Directions:
Please quote every one of the records below word for word, reproducing each line without any change.

Exercise input:
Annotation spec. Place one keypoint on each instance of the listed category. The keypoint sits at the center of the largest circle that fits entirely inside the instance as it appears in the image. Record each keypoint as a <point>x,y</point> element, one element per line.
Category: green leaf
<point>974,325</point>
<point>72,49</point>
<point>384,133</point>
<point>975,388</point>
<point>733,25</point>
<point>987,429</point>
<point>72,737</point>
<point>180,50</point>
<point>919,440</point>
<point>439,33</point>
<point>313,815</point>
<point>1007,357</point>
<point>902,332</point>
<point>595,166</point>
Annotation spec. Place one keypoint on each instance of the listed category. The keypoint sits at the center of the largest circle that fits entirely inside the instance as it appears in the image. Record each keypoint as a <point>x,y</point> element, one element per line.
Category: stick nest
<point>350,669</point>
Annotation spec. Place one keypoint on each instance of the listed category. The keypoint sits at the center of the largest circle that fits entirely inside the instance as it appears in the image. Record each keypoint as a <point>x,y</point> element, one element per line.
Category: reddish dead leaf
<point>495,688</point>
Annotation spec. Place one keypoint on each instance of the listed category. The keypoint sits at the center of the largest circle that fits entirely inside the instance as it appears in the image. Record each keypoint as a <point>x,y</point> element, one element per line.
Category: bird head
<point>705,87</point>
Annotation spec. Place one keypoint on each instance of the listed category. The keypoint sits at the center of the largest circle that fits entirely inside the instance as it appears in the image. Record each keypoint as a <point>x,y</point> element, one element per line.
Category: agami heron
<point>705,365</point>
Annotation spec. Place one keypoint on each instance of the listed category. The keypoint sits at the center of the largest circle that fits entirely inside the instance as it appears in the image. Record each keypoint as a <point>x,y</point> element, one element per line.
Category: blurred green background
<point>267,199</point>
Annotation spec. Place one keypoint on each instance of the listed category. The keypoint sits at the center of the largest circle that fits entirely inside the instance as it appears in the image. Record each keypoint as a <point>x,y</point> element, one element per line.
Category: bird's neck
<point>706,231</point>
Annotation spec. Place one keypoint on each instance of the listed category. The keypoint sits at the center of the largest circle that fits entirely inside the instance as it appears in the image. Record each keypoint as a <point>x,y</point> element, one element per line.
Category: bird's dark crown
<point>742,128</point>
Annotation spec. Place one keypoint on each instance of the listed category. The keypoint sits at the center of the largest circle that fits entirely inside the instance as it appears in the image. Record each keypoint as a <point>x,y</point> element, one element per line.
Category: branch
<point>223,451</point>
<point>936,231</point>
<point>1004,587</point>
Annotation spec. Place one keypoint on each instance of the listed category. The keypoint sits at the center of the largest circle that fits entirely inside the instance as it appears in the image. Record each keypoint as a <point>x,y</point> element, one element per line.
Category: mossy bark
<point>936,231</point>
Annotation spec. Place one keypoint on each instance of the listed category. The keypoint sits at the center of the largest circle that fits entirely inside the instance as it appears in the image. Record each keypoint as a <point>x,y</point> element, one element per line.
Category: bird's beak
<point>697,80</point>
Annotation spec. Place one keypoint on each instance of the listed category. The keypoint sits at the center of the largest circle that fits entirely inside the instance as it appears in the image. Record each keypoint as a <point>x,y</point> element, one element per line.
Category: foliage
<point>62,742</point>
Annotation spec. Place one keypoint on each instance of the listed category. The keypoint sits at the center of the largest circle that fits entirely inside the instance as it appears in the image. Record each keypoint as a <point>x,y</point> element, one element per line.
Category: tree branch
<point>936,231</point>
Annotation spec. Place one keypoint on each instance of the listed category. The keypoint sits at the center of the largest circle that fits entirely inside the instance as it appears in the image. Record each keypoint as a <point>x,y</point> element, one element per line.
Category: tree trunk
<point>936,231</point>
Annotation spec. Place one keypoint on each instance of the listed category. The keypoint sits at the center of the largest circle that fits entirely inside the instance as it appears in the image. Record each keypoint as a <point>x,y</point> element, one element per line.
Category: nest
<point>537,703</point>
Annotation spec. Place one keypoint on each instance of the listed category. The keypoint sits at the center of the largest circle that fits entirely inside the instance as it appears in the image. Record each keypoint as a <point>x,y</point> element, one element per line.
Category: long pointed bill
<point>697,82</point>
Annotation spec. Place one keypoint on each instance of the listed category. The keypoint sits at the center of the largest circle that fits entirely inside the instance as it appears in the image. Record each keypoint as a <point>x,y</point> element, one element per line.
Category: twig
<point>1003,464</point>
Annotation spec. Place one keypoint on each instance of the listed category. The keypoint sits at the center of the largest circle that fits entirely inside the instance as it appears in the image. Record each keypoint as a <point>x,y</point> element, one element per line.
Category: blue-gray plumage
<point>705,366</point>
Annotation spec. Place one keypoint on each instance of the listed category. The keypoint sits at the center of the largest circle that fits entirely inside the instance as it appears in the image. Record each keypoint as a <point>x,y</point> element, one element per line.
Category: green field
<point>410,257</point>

Solution to this problem:
Annotation spec. Place one keypoint on each instance of the listed category. The keypoint sits at the center of the largest circle that fits entirely inside the instance as it appears in the image. Record each keypoint as a <point>x,y</point> element, one element per line.
Category: green leaf
<point>974,325</point>
<point>72,49</point>
<point>384,133</point>
<point>975,388</point>
<point>733,25</point>
<point>987,429</point>
<point>72,737</point>
<point>180,50</point>
<point>919,440</point>
<point>439,33</point>
<point>313,815</point>
<point>1007,357</point>
<point>902,332</point>
<point>595,166</point>
Annotation spec. Place one keypoint on each instance of the listed category. The keypoint sits at the center of the largest circle that fits entirely inside the instance as it appears in the image. Record each keypoint as a <point>x,y</point> element, one element per line.
Category: stick nest
<point>350,669</point>
Annotation spec. Place one keypoint on each instance of the listed category. The keypoint sits at the center of the largest circle that fits entirely inside the instance as it appears in the image. Record each keypoint as a <point>x,y</point> element, one element per line.
Category: reddish dead leaf
<point>495,688</point>
Annotation spec. Place one keypoint on each instance of the listed category. The keypoint sits at the center of the largest circle that fits entirely inside the instance as it appears in the image. Record each keypoint as a <point>x,y</point> element, one element per line.
Category: bird head
<point>705,87</point>
Annotation spec. Place one keypoint on each instance of the listed category. The keypoint sits at the center of the largest circle that fits entirely inside the instance as it appears in the image. Record each keypoint as a <point>x,y</point> element, one element per line.
Category: agami heron
<point>705,365</point>
Annotation spec. Place one keypoint on each instance of the listed category. The keypoint sits at the center of the largest circle that fits entirely inside the instance as it appears in the image. Record each keypoint as a <point>x,y</point> element, one element per line.
Category: blurred green background
<point>267,199</point>
Annotation spec. Place one keypoint on each instance of the listed category. The keypoint sits at the center of the largest circle that fits entirely inside the instance as it appears in the image. Record each keypoint as a <point>x,y</point> element, one element per line.
Category: bird's neck
<point>706,231</point>
Annotation spec. Place one keypoint on each instance of the listed category. The keypoint sits at the center of the largest circle that fits entirely inside the instance as it appears in the image. Record each keypoint as a <point>x,y</point> element, one element per line.
Category: bird's dark crown
<point>742,128</point>
Annotation spec. Place one keypoint on each instance of the listed category. The keypoint sits at the center of the largest circle that fits entirely inside the instance as it appears in the image. Record each keypoint as a <point>x,y</point> element, one element per line.
Category: branch
<point>223,451</point>
<point>936,231</point>
<point>1004,587</point>
Annotation spec. Place one keypoint on each instance of the listed category. The keypoint sits at the center of the largest circle that fits entirely inside the instance as it appears in the image. Record each keypoint as a <point>x,y</point> element, one element per line.
Category: mossy bark
<point>936,231</point>
Annotation spec. Place one keypoint on each instance of the listed category. The keypoint sits at the center of the largest circle that fits entirely inside the instance as it appears in the image. Record each keypoint as a <point>x,y</point> element, one element per line.
Category: bird's beak
<point>697,80</point>
Annotation spec. Place one keypoint on each instance of the listed category. The keypoint sits at the center of the largest circle that fits entirely inside the instance as it appears in the image. Record each keypoint as a <point>x,y</point> element, one element per line.
Category: foliage
<point>62,742</point>
Annotation spec. Place one keypoint on each instance of the listed category. The keypoint sits at the center of the largest circle that fits entirely inside the instance as it appears in the image. Record each keypoint as a <point>x,y</point> element, one element per line.
Category: tree branch
<point>936,231</point>
Annotation spec. Place one keypoint on each instance of the listed category. The keypoint sits at the center of the largest circle that fits entirely inside the instance as it appears in the image. Record each keypoint as a <point>x,y</point> element, one element per line.
Category: tree trunk
<point>936,231</point>
Annotation spec. Place one keypoint on each instance of the listed category. The keypoint sits at the center of the largest circle that fits entirely inside the instance as it appears in the image. Record each keypoint as a <point>x,y</point> element, one element per line.
Category: nest
<point>537,703</point>
Annotation spec. Place one keypoint on each instance of the listed category. The keypoint sits at the center of the largest circle that fits entirely inside the instance as it appears in the image. Record each keypoint as a <point>x,y</point> element, one element per line.
Category: long pointed bill
<point>697,82</point>
Annotation spec. Place one keypoint on each instance of the listed category. The keypoint sits at the center of the largest circle that fits entirely inside the instance as it appears in the image. Record each keypoint as a <point>x,y</point> element, one element per line.
Category: twig
<point>1003,464</point>
Annotation spec. Place one keypoint on each instance of the listed category. The keypoint sits at the center of the largest circle that fits entirely inside the instance as it appears in the image. Record each keypoint as a <point>x,y</point> element, one element per line.
Category: blue-gray plumage
<point>705,366</point>
Annotation spec. Place one keypoint on each instance of the listed category. The keypoint sits at the center of the largest circle that fits entirely inside the instance as it appears in the image. Record each keypoint as a <point>x,y</point> element, one element per line.
Category: green field
<point>410,257</point>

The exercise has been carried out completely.